AN ABBREVIATED VERSION OF THIS ARTICLE APPEARS IN THE FEB. 16, 2017 EDITION OF THE NATIONAL (ABU DHABI).

Jordan Elgrably

Since President Donald J. Trump’s inauguration on January 20th, it’s never been harder to be Arab- or Muslim-American. Amidst executive orders targeting Muslims, women’s rights and other issues dear to Democratic values, daily protests and warring words between the Trump camp and opponents have put Muslim Americans in the spotlight. While Washington State federal judge James Robart has managed to temporarily block Trump’s controversial executive order barring immigrant entry from seven Muslim countries, Muslim respondents we spoke to remain apprehensive.

Maz Jobrani at a Markaz event.

Tehran-born Maz Jobrani, the stand-up comedian and actor, says he’s been getting many calls and emails from people sharing their stories, including legal Iranian residents who while traveling were coerced to sign form I-407, which essentially waved their visa or green card rights. “They were put back on a plane and returned to Abu Dhabi,” Jobrani reports. “Another lady emailed telling me that she’s an Iranian who was studying in India and met an American who she married. They were waiting for her green card interview and finally got one in Ankara on 1/30/17. When they landed in Ankara they were told the interview had been cancelled. Now, since Iran has banned Americans, the husband can’t go to Iran and she, obviously can’t come to the U.S. She told me they are stuck in a hotel room in Ankara.”

**WORK TO DO:** In the article on Arab- and Muslim-Americans, rewrite the part starting at "Jordan Elgrably" and ending at "a Markaz event.", putting "nightly rallies" in place of "daily protests".

**SUPPLIED RECORDS:**

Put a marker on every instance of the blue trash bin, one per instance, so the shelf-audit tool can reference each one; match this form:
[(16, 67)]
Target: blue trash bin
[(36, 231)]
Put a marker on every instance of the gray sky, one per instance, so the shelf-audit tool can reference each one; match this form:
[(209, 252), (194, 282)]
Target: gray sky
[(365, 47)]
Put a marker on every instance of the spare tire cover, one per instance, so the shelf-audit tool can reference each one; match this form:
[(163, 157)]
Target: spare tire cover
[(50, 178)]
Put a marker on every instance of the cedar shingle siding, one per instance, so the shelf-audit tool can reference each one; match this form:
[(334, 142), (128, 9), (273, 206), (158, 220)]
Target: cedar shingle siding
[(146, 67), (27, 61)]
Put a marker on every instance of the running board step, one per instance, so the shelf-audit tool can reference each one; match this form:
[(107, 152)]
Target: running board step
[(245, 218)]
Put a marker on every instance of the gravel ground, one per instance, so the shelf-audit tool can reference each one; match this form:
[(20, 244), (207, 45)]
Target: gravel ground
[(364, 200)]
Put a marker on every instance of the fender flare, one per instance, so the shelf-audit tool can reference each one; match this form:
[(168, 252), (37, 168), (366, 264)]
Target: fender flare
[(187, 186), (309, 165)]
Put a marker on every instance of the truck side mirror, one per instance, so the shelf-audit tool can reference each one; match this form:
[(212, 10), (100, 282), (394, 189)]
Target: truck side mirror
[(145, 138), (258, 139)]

**PROBLEM SOLUTION:**
Jordan Elgrably

Since President Donald J. Trump’s inauguration on January 20th, it’s never been harder to be Arab- or Muslim-American. Amidst executive orders targeting Muslims, women’s rights and other issues dear to Democratic values, nightly rallies and warring words between the Trump camp and opponents have put Muslim Americans in the spotlight. While Washington State federal judge James Robart has managed to temporarily block Trump’s controversial executive order barring immigrant entry from seven Muslim countries, Muslim respondents we spoke to remain apprehensive.

Maz Jobrani at a Markaz event.